> **THE DATA**:
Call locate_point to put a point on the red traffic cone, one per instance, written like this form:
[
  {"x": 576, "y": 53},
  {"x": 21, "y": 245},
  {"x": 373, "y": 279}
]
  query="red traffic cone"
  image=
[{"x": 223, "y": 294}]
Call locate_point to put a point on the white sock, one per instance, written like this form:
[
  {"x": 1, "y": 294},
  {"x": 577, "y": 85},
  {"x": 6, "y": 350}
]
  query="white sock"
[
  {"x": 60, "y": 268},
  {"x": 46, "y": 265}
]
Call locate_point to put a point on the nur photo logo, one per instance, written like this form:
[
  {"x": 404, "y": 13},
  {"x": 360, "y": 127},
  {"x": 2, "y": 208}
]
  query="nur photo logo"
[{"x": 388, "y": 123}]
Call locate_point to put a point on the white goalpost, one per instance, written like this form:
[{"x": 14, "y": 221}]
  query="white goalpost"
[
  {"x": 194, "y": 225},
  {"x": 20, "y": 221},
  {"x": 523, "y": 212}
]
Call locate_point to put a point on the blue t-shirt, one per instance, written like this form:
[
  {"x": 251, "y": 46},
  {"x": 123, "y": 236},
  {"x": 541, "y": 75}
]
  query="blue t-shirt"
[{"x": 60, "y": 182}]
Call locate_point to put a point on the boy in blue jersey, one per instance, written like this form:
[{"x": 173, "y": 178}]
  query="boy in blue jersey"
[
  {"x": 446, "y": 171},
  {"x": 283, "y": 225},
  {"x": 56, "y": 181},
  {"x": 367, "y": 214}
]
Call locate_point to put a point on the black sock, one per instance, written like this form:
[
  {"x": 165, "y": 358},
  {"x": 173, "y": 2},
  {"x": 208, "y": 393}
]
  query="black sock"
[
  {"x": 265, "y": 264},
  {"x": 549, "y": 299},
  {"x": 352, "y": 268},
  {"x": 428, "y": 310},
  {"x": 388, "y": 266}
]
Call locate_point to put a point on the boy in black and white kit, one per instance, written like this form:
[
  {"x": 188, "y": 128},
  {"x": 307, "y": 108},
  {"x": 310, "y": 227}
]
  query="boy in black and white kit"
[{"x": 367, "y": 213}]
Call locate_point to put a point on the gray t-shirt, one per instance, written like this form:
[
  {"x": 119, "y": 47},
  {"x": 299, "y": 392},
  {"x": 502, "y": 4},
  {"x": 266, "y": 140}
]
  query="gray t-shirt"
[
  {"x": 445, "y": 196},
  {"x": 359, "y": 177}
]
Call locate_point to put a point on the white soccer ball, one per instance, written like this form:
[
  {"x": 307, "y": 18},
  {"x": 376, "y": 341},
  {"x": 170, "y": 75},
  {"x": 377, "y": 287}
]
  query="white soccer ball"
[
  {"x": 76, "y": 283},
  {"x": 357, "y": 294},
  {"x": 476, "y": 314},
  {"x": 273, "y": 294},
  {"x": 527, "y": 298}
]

> **EXERCISE AIM**:
Copy every record shown above, exactly and completely.

> **RESPONSE TO THIS EXERCISE**:
Call locate_point to put a point on the red traffic cone, one per instance, written like this form:
[
  {"x": 576, "y": 53},
  {"x": 21, "y": 245},
  {"x": 373, "y": 279}
]
  query="red traffic cone"
  image=
[{"x": 223, "y": 294}]
Call locate_point to put a point on the white sock, one per instance, written like this form:
[
  {"x": 1, "y": 294},
  {"x": 577, "y": 85},
  {"x": 6, "y": 350}
]
  query="white sock"
[
  {"x": 60, "y": 268},
  {"x": 46, "y": 265}
]
Call locate_point to put a point on the nur photo logo, one per instance, written like this form:
[
  {"x": 404, "y": 13},
  {"x": 360, "y": 127},
  {"x": 2, "y": 208}
]
  query="nur photo logo"
[{"x": 388, "y": 123}]
Call locate_point to put a point on the white goalpost, one per instance, written like this form:
[{"x": 14, "y": 221}]
  query="white goalpost"
[
  {"x": 194, "y": 225},
  {"x": 20, "y": 221},
  {"x": 523, "y": 212}
]
Call locate_point to put a point on the blue t-shirt, one per instance, written like this form:
[
  {"x": 251, "y": 46},
  {"x": 123, "y": 236},
  {"x": 541, "y": 75}
]
  query="blue t-shirt"
[{"x": 60, "y": 182}]
Call locate_point to put a point on the boy in blue jersey, one per instance, written like this form:
[{"x": 173, "y": 178}]
  query="boy in blue jersey"
[
  {"x": 446, "y": 171},
  {"x": 283, "y": 225},
  {"x": 56, "y": 181},
  {"x": 367, "y": 214}
]
Call locate_point to put a point on the black sock, one per instance, written like this form:
[
  {"x": 165, "y": 358},
  {"x": 173, "y": 2},
  {"x": 208, "y": 393}
]
  query="black sock"
[
  {"x": 265, "y": 264},
  {"x": 549, "y": 299},
  {"x": 352, "y": 268},
  {"x": 428, "y": 310},
  {"x": 388, "y": 266}
]
Call locate_point to put a point on the boy in black and white kit, one per instance, written like this form:
[
  {"x": 188, "y": 128},
  {"x": 307, "y": 108},
  {"x": 310, "y": 227}
]
  query="boy in black and white kit"
[{"x": 367, "y": 213}]
Call locate_point to put a point on the gray t-shirt, one per instance, written like this form:
[
  {"x": 119, "y": 47},
  {"x": 299, "y": 392},
  {"x": 502, "y": 4},
  {"x": 266, "y": 140}
]
  query="gray t-shirt"
[
  {"x": 445, "y": 196},
  {"x": 359, "y": 177}
]
Call locate_point to put a point on the white soccer ball, one per instance, written like this form:
[
  {"x": 307, "y": 18},
  {"x": 376, "y": 341},
  {"x": 170, "y": 75},
  {"x": 377, "y": 287}
]
  query="white soccer ball"
[
  {"x": 76, "y": 283},
  {"x": 357, "y": 294},
  {"x": 476, "y": 314},
  {"x": 273, "y": 294},
  {"x": 527, "y": 298}
]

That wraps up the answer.